- _Source_:
___

Transcript of ‘Out There’s’ Pennsylvania Roundtable

By: - September 14, 2007 12:00 am
PHILADELPHIA – Now in his fifth year as governor, Democrat Ed Rendell has left his imprint both on policy and politics in Pennsylvania. On Aug. 3, “Out There” discussed Rendell’s legacy with a roundtable of Keystone State political observers. They were: Christopher Borick, the director of the polling institute at Muhlenberg College in Allentown, Pa.; Larry Ceisler, a Philadelphia-based Democratic consultant; David Cohen, formerly chief of staff when Rendell was mayor of Philadelphia and now executive vice president of Comcast Corp.; Pete DeCoursey, editor of the Capitolwire news service in Harrisburg, Pa.; Ken Jarin, a veteran Democratic fundraiser and adviser; John Micek, a political reporter for the Allentown Morning Call; and Ray Zaborney, a Republican strategist who managed Lynn Swann’s gubernatorial campaign against Rendell in 2006. 

 
Below are edited excerpts from that conversation.
 
Out There: Is Pennsylvania right now a red state, a blue state or something in between?
 
Cohen: I think it’s somewhere in between. When you have the right kind of Democratic candidate, it’s a pretty blue state. The experience of [2004 Democratic presidential nominee] John Kerry shows you that with the wrong kind of Democratic candidate, this state is awfully purple. It happened that Kerry was running against someone who was not the right kind of Republican candidate. If the Republican had been the right kind, the state would have gone Republican in the last presidential election. The swing votes in the state are still the Reagan Democrats. If a Democrat is too liberal and the Republican is 10 degrees to the left of [former Republican Sen. Rick Santorum], Pennsylvanians will vote Republican. There are basically 400,000 swing voters, 75 percent of them in the central and southwestern part of the state.
 
Ceisler: It’s a moderate state and always has been. You not only have Reagan Democrats in the west but moderate Republicans in the Philadelphia suburbs. The reason Democrats have been able to win statewide is that they get those Republican votes in the suburbs on social and cultural issues. They will have a real challenge if Republicans like Rudy Giuliani are nominated. Democrats will have a hard time holding suburban Republican voters.
 
Jarin: The Republicans who tend to win are moderates – [former Govs. Tom] Ridge and [Mark] Schweiker and [the late Sen. John] Heinz.
 
Zaborney: I think we all agree that it’s a state that’s trended blue while it has certainly shown the ability to go red. David hit on it – you don’t necessarily have to be extremely moderate in this state, you just have to not scare people. The Democrats have done a better job recently nominating candidates who don’t scare people. There are 750,000 more Democrats statewide, yet the state Senate has a 29-21 Republican advantage. That tells me that people are willing to – and I learned this the hard way [in the 2006 gubernatorial campaign] – vote for [Democrat Ed] Rendell for governor and [moderate Republican state Sen.] Stewart Greenleaf.
 
Cohen: I do think the state Senate numbers are one place where Republican redistricting [after the 2000 Census] actually worked.
 
Micek: The 102-101 Democratic majority in the state House could be specific to the anti-incumbent movement in 2006 stemming from the pay raise or could be the beginnings of a sustainable Democratic majority in the House. I’m not entirely convinced the latter is true. It may have been a special circumstance. Not to diminish the party’s accomplishment, but it was a heck of a lot more volatile situation.

___

- _Supplied records_:
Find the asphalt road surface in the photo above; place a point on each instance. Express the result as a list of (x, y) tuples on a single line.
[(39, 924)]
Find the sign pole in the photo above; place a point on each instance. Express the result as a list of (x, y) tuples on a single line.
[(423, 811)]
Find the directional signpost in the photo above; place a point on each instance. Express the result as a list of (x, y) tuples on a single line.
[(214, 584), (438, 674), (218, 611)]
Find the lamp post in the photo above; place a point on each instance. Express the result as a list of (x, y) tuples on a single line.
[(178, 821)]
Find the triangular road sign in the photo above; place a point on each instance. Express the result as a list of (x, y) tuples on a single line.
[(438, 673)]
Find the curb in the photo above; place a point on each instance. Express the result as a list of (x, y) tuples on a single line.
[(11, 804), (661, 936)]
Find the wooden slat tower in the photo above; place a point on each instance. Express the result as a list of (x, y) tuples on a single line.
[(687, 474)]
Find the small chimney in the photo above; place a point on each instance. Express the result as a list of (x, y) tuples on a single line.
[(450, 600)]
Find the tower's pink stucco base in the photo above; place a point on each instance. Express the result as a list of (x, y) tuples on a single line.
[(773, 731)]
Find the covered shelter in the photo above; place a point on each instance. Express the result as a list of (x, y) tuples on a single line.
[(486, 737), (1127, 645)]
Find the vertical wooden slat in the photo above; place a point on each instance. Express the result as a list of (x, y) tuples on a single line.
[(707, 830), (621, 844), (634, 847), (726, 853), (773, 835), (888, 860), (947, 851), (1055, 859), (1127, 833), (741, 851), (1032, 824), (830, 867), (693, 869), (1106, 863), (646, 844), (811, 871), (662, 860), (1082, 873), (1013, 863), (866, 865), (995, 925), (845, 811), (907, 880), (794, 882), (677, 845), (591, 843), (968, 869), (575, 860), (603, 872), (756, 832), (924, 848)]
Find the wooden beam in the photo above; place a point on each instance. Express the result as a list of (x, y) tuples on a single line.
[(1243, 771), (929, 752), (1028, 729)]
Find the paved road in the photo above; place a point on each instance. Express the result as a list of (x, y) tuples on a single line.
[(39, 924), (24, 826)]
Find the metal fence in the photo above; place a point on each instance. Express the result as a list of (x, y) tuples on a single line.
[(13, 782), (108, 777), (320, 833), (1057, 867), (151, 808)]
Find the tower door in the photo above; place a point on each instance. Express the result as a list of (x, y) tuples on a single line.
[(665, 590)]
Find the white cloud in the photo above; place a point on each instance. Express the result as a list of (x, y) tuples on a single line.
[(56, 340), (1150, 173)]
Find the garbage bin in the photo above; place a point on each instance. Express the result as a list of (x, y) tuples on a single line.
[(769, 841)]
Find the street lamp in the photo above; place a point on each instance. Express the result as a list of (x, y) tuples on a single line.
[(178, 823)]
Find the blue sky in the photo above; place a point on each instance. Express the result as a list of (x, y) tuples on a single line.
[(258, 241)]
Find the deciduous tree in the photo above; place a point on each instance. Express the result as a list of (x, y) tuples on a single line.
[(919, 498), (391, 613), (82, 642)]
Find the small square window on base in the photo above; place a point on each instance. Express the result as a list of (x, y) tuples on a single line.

___

- _Objectives_:
**a)** Reproduce the roundtable transcript between "Cohen: I do" and "more volatile situation.", inclusive, but change "redistricting" to "reapportionment".
**b)** In the roundtable transcript, what advantage does Zaborney say Republicans hold in the state Senate?

- _Solutions to the problems_:
**a)**
Cohen: I do think the state Senate numbers are one place where Republican reapportionment [after the 2000 Census] actually worked.
 
Micek: The 102-101 Democratic majority in the state House could be specific to the anti-incumbent movement in 2006 stemming from the pay raise or could be the beginnings of a sustainable Democratic majority in the House. I’m not entirely convinced the latter is true. It may have been a special circumstance. Not to diminish the party’s accomplishment, but it was a heck of a lot more volatile situation.

**b)** A 29-21 advantage.